#### Task item:
Each line below with the word "trace" needs to be copied.

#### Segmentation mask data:
==*==

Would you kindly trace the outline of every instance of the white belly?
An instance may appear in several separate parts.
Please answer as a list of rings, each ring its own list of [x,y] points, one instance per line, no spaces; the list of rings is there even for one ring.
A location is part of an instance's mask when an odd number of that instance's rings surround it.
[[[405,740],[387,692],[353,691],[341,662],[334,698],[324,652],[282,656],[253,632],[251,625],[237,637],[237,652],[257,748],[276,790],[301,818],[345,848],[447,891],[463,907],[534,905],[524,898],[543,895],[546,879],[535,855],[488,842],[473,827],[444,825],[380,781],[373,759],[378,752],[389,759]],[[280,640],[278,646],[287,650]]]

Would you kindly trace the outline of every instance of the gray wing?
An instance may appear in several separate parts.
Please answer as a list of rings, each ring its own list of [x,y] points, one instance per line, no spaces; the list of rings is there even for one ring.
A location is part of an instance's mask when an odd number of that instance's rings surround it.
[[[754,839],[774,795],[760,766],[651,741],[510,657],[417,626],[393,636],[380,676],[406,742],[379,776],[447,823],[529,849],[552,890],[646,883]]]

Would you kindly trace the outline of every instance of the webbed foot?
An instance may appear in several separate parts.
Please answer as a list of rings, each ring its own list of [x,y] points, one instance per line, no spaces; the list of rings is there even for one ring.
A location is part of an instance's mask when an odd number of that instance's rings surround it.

==*==

#### Response below:
Would you kindly trace the outline of every instance of the white belly?
Would you kindly trace the outline of every instance of the gray wing?
Would you kindly trace the outline of every instance of the webbed foot?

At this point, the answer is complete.